April 22, 2025

InfiGUI-R1: A New Approach to Multimodal GUI Agents

Listen to this article as Podcast
0:00 / 0:00
InfiGUI-R1: A New Approach to Multimodal GUI Agents

From Reactive Actors to Deliberate Thinkers: InfiGUI-R1 Revolutionizes Multimodal GUI Agents

Multimodal large language models (MLLMs) have driven the development of graphical user interface agents (GUI agents), showing promising results in automating tasks on computer devices. The ability to process visual and linguistic information allows these agents to perform complex tasks based on user instructions. While initial successes have been achieved in integrating reasoning mechanisms into GUI agents, challenges remain regarding robustness and adaptability, especially in complex GUI environments.

Many current approaches rely on manually designed reasoning templates. However, these templates can reach their limits in dynamic and unpredictable GUI environments. Another weakness lies in the reactive nature of many existing agents. These often act as "Reactive Actors," primarily relying on implicit reasoning. This implicit reasoning is often not deep enough to handle complex GUI tasks that require planning and error recovery.

• _LISTED ENTRIES_
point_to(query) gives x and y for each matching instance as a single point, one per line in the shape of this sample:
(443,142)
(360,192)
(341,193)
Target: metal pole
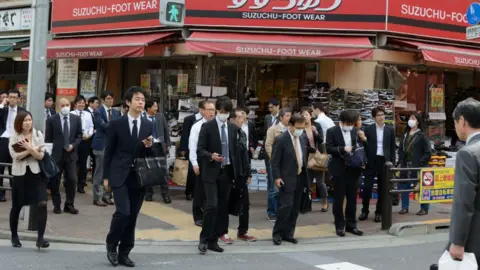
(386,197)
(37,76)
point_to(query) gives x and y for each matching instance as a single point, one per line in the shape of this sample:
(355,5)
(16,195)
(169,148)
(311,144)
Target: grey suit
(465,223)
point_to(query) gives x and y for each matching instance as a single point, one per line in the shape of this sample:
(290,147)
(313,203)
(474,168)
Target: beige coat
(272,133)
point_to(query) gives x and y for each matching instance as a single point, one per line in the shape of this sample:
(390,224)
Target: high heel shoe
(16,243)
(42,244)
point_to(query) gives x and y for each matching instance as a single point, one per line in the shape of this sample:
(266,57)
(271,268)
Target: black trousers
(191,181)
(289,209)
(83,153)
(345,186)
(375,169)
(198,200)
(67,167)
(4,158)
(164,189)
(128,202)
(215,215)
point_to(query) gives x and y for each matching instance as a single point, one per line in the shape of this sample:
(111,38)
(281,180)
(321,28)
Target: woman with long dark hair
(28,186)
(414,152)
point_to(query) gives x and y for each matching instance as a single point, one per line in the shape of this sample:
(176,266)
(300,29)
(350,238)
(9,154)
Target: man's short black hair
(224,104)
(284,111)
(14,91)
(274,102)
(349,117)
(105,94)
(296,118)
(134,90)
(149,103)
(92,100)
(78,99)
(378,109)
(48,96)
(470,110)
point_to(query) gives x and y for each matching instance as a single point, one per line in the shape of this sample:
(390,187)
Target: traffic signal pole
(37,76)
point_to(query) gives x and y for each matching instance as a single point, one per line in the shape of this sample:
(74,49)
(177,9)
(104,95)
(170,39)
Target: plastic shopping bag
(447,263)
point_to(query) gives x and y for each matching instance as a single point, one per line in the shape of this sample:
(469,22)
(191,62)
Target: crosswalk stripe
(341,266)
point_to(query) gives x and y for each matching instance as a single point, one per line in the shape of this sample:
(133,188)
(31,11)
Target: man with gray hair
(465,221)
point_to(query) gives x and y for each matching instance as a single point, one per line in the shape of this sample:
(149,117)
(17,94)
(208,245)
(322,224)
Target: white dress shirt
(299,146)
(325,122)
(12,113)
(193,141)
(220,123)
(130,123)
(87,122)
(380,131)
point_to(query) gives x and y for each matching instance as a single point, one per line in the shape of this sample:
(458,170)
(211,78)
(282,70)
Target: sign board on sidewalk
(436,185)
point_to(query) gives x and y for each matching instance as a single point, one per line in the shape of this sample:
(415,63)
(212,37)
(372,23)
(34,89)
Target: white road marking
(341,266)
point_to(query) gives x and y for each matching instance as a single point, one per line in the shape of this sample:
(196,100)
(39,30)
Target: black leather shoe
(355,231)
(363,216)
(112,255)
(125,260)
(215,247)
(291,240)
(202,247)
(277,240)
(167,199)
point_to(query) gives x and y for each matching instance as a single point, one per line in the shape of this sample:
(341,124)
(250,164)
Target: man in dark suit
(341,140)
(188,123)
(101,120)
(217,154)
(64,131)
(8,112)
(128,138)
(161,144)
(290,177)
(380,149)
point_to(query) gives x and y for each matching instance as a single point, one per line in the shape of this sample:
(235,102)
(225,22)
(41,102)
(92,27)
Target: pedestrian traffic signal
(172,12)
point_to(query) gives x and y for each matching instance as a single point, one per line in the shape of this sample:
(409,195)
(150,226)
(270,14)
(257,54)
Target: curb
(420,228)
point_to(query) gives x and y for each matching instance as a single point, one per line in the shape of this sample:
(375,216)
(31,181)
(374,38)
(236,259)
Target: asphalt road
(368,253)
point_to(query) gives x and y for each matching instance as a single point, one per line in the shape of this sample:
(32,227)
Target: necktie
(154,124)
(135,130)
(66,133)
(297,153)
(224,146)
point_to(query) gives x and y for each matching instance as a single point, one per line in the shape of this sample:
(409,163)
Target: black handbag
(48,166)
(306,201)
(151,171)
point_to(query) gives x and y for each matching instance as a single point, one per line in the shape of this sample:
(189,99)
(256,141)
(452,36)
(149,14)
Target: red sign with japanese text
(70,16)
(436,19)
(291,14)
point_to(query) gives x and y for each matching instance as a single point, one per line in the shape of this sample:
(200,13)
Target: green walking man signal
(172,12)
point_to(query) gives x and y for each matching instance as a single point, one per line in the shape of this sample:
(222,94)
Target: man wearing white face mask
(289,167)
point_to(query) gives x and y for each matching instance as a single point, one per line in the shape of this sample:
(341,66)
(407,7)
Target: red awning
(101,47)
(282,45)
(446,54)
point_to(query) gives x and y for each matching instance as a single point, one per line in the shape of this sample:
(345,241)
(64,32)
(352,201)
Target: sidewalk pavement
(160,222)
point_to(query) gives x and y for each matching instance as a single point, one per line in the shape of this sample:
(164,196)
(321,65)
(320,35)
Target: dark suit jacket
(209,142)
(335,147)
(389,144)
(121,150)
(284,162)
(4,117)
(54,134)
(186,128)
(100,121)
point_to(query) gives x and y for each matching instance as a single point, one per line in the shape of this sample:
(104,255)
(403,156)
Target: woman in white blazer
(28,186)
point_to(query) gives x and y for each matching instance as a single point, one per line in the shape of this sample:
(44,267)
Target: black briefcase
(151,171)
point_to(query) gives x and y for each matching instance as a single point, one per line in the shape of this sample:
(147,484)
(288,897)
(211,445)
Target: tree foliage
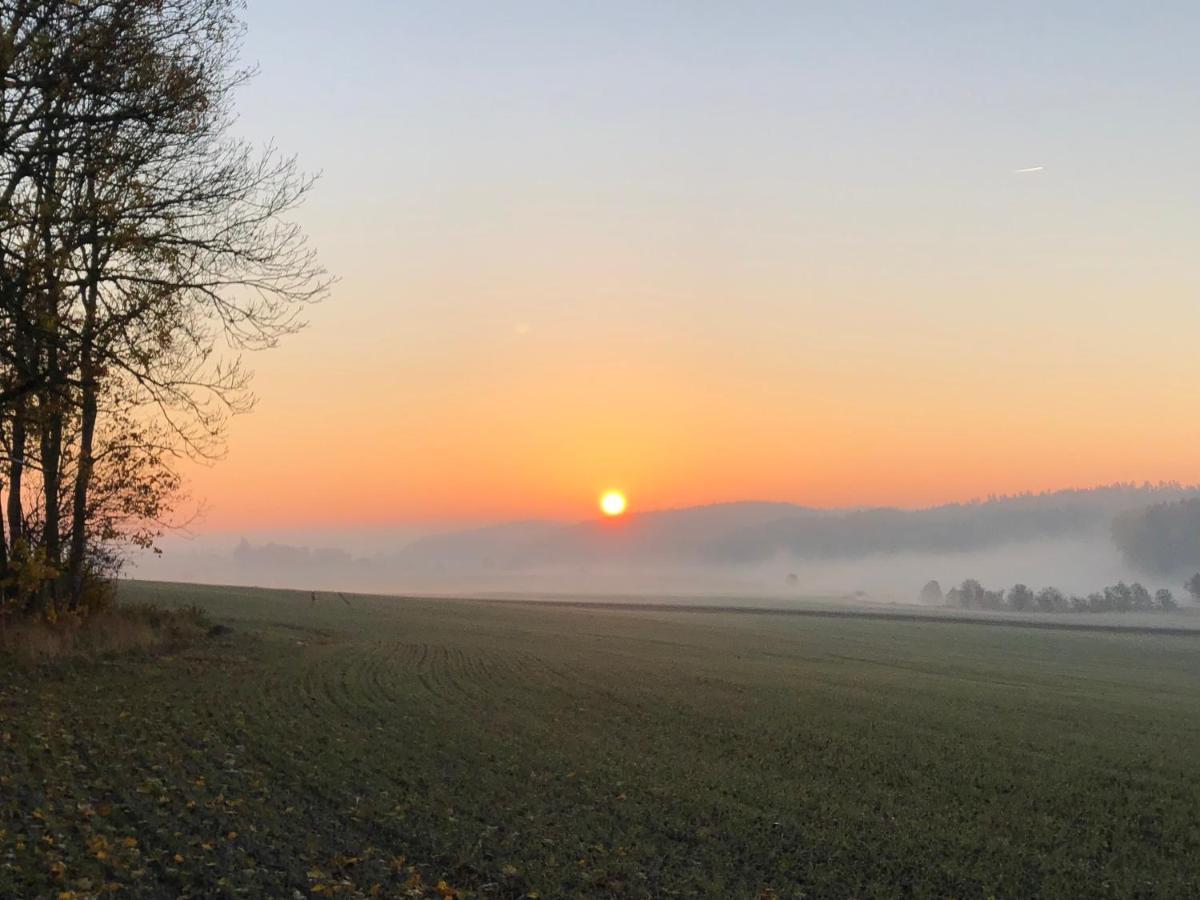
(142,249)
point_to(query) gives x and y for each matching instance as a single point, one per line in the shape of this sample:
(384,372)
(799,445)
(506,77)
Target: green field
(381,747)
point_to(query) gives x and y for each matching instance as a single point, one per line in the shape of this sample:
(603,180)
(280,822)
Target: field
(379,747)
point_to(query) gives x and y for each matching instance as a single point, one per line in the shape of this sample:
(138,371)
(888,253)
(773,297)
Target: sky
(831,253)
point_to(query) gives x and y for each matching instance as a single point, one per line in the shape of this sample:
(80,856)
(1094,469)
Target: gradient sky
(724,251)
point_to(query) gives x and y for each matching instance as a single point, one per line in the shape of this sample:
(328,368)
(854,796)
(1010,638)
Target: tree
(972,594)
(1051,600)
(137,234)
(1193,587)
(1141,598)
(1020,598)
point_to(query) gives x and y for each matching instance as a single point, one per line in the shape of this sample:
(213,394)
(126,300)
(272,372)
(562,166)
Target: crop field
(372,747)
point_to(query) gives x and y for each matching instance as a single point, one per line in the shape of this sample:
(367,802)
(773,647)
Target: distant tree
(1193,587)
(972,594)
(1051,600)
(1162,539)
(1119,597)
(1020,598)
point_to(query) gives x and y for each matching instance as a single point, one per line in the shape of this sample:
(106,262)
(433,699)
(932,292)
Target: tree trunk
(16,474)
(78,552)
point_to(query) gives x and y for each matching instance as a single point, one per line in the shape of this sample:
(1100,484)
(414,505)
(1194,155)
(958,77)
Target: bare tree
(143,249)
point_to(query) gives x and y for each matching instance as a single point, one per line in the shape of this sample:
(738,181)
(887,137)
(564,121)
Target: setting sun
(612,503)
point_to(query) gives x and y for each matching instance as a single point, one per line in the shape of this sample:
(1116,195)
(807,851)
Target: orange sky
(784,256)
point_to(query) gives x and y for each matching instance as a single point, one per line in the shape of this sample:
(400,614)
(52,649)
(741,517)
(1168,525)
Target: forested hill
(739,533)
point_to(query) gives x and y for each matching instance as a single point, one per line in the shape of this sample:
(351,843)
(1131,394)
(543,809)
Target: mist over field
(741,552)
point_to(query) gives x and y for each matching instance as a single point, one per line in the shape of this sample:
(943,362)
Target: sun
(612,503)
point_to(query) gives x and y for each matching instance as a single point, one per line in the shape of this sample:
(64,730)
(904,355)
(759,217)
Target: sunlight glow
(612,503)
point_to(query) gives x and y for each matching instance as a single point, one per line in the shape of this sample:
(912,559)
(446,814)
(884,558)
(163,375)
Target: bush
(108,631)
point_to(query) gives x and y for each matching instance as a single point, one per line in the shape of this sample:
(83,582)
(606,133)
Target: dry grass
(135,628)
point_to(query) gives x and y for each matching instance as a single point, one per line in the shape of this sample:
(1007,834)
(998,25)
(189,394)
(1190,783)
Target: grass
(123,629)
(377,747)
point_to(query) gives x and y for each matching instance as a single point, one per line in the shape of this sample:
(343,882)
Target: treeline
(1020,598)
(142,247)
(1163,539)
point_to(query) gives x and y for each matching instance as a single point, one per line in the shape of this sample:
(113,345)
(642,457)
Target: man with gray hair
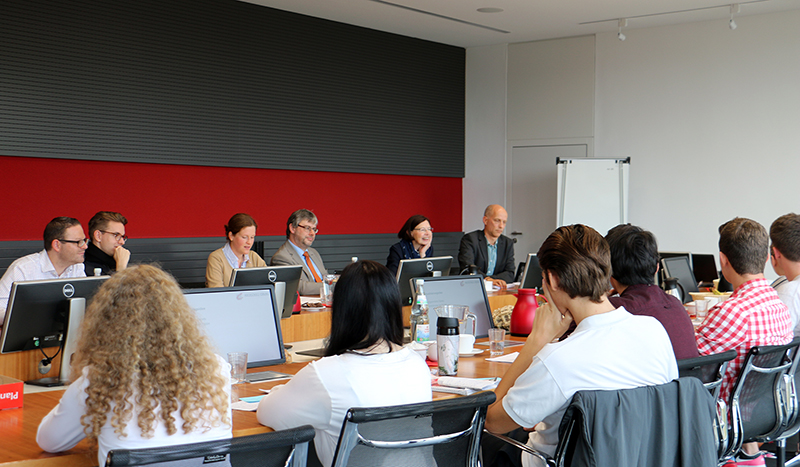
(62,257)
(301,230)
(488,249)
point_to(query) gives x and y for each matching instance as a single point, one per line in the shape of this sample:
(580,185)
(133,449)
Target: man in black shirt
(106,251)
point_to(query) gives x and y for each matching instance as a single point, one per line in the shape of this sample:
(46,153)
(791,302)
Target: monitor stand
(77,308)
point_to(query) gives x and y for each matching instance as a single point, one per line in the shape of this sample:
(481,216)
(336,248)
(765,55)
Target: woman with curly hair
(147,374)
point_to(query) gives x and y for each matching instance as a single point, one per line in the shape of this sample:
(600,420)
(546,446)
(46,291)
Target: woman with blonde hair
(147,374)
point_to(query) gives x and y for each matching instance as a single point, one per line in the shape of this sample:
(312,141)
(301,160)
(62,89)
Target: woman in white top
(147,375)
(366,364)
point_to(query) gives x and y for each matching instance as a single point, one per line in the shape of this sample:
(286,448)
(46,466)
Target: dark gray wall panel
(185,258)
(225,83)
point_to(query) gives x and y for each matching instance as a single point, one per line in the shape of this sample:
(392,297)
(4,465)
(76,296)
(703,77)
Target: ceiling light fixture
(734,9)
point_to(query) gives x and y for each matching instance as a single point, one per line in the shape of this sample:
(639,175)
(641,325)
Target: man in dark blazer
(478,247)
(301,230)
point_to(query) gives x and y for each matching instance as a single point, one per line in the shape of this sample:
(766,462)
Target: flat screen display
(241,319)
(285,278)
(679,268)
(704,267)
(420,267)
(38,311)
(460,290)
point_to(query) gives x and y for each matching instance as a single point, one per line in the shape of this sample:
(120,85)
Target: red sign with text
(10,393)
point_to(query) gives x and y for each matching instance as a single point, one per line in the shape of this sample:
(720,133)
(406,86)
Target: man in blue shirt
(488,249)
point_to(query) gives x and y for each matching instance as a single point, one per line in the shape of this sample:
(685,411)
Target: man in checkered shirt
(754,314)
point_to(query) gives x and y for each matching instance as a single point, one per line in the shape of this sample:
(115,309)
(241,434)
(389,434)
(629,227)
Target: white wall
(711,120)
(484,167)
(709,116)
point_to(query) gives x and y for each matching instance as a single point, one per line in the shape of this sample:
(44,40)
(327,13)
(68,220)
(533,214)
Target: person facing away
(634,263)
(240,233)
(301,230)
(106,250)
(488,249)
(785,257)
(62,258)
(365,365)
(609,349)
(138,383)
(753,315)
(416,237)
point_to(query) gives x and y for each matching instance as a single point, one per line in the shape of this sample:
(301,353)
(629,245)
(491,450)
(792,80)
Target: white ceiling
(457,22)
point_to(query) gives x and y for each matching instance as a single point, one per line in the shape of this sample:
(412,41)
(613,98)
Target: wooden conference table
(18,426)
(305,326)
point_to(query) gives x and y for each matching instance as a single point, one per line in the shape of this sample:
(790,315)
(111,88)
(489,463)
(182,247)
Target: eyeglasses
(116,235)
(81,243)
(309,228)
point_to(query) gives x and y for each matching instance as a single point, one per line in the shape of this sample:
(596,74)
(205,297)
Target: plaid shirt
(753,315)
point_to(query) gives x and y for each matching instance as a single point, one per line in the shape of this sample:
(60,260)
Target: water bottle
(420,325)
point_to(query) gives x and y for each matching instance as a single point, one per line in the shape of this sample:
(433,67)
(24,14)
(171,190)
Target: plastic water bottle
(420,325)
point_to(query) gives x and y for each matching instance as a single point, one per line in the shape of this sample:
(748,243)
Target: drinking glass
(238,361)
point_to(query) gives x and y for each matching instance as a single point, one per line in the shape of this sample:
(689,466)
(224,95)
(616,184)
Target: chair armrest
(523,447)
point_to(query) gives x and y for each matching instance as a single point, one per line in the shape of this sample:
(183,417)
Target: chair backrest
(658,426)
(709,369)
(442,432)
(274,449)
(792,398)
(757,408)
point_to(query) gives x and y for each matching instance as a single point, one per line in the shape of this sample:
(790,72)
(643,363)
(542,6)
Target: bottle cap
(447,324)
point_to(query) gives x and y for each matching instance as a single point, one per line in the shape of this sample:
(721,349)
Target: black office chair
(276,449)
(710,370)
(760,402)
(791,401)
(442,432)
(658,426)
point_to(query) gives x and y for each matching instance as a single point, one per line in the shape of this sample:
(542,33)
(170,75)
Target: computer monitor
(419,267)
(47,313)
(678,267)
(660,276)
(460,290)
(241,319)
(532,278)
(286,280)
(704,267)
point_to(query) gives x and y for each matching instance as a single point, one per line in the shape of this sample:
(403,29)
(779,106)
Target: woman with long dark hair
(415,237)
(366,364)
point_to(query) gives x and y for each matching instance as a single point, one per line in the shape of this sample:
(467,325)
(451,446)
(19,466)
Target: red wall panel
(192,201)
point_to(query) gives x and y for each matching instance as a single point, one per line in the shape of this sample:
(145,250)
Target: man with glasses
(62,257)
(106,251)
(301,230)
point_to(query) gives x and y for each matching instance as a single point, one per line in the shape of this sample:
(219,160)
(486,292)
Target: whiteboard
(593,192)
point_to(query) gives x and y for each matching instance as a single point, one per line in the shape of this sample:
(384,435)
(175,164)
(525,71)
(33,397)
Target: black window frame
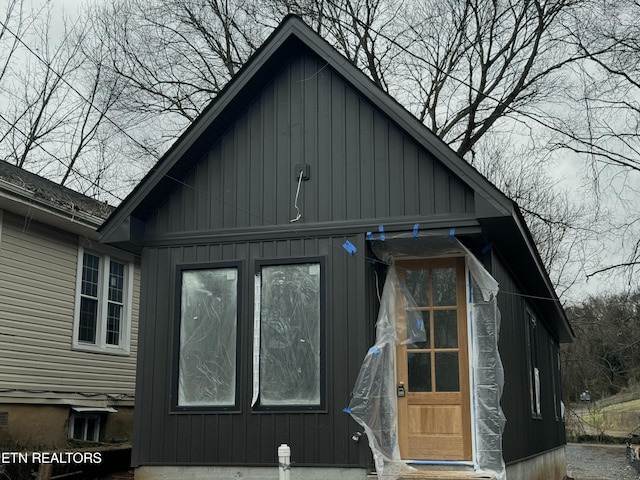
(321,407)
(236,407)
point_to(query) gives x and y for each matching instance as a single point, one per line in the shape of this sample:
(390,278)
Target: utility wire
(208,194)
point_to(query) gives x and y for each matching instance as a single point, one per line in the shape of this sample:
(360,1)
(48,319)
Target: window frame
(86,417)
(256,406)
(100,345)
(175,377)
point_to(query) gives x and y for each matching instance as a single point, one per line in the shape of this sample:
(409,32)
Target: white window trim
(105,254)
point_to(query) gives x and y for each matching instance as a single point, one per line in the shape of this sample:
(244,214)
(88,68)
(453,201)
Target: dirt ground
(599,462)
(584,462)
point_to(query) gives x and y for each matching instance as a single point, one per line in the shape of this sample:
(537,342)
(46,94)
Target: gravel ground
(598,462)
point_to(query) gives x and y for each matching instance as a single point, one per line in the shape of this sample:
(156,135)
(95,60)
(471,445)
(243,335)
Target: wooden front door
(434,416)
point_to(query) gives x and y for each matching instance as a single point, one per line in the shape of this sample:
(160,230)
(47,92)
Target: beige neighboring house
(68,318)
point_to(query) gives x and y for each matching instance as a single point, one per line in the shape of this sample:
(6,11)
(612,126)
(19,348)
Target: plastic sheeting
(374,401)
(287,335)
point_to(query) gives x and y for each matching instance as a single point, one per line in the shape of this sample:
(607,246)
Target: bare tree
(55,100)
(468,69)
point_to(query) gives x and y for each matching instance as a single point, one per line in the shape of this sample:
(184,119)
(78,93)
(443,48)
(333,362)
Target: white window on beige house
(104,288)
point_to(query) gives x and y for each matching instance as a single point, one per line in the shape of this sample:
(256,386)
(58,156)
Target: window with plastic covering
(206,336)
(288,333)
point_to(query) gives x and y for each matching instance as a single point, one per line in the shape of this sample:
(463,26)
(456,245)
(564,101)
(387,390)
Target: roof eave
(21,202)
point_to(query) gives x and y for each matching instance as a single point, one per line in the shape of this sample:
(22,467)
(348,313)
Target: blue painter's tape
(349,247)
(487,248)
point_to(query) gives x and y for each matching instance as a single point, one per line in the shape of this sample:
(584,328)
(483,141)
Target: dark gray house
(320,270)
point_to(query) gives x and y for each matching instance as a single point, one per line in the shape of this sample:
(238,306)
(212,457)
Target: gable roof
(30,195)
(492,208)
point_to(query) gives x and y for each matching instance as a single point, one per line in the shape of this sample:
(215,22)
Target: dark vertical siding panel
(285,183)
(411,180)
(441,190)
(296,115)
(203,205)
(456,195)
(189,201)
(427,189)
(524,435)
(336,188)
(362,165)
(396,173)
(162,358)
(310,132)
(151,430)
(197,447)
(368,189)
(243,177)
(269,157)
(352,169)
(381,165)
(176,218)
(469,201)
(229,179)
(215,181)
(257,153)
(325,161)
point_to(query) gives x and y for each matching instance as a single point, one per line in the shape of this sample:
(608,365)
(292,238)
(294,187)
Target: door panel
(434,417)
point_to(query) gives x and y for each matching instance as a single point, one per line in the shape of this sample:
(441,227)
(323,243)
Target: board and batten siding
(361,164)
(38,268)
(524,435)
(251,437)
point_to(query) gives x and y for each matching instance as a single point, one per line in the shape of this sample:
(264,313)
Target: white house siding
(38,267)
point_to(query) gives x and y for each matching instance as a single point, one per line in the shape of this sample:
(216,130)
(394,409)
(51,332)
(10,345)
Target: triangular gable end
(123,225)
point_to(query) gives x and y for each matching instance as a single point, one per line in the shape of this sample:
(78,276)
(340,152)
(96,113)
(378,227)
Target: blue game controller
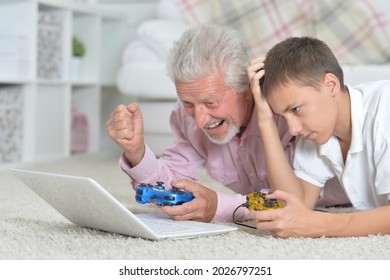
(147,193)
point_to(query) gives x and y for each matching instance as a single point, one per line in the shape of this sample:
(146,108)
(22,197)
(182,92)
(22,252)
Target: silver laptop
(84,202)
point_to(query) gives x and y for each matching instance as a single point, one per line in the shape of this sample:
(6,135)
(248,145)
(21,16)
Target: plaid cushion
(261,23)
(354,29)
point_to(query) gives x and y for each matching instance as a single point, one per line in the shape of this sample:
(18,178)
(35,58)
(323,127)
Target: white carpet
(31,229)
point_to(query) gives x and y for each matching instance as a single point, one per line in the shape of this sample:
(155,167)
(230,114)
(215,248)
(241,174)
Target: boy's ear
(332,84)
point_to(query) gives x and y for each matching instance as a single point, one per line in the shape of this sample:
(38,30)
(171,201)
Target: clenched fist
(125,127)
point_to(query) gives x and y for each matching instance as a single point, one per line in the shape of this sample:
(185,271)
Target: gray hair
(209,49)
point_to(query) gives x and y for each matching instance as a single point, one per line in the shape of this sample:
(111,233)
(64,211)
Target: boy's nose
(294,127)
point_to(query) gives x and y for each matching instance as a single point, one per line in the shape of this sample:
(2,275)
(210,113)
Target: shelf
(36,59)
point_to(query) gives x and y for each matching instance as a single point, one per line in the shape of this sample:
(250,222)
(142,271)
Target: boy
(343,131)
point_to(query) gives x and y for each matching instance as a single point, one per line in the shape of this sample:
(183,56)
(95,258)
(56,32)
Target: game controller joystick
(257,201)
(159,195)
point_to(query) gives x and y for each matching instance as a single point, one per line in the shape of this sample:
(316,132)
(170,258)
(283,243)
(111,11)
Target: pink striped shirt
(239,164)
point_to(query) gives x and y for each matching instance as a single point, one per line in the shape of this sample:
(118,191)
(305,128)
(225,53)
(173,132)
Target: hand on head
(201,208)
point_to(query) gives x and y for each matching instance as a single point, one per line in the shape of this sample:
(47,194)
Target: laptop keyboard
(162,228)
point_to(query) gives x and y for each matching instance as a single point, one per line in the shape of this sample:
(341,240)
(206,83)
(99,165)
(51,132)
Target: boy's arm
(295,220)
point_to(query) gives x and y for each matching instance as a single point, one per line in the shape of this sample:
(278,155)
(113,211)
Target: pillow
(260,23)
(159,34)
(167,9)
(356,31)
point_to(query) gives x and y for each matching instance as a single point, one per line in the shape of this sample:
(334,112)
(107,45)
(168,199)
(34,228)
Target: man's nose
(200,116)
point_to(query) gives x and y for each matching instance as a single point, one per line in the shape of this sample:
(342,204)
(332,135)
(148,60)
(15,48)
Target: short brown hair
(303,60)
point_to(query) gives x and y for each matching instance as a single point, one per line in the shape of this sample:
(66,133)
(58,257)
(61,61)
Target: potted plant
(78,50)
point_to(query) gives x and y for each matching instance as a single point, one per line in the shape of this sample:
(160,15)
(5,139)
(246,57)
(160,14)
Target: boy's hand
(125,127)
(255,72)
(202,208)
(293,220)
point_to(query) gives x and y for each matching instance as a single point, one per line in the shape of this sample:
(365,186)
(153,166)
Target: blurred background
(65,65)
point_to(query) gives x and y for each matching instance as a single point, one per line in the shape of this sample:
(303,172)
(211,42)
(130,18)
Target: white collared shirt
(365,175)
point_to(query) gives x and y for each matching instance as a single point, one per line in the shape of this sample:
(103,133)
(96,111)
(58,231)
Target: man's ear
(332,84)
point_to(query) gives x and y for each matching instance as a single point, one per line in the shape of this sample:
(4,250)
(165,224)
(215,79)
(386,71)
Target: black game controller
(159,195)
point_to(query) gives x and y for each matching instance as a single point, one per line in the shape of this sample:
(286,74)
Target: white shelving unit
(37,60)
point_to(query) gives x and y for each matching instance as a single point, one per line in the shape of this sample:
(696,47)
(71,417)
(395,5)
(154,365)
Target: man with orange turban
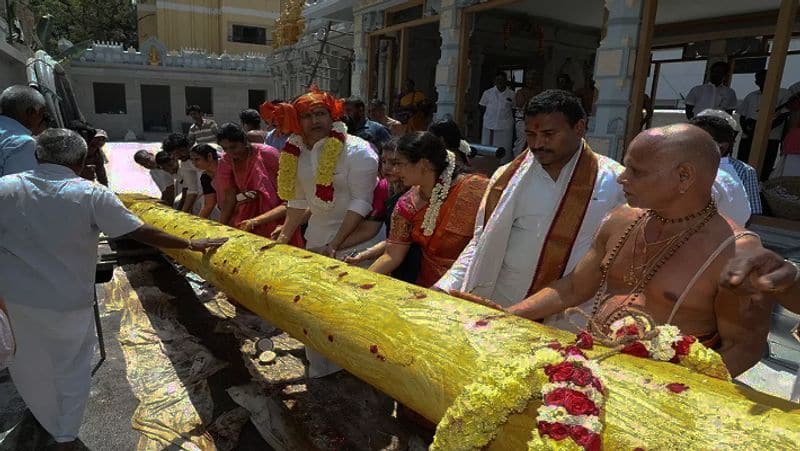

• _SET PROBLEM 1_
In the InfiGUI-R1 article, what do many current approaches to GUI agents rely on?
• _SET PROBLEM 2_
Reproduce the passage of the InfiGUI-R1 article that opens with the words containing "April 22, 2025" and closes with "complex GUI environments.".

• _EXERCISE RESPONSE 1_
They rely on manually designed reasoning templates.

• _EXERCISE RESPONSE 2_
April 22, 2025

InfiGUI-R1: A New Approach to Multimodal GUI Agents

Listen to this article as Podcast
0:00 / 0:00
InfiGUI-R1: A New Approach to Multimodal GUI Agents

From Reactive Actors to Deliberate Thinkers: InfiGUI-R1 Revolutionizes Multimodal GUI Agents

Multimodal large language models (MLLMs) have driven the development of graphical user interface agents (GUI agents), showing promising results in automating tasks on computer devices. The ability to process visual and linguistic information allows these agents to perform complex tasks based on user instructions. While initial successes have been achieved in integrating reasoning mechanisms into GUI agents, challenges remain regarding robustness and adaptability, especially in complex GUI environments.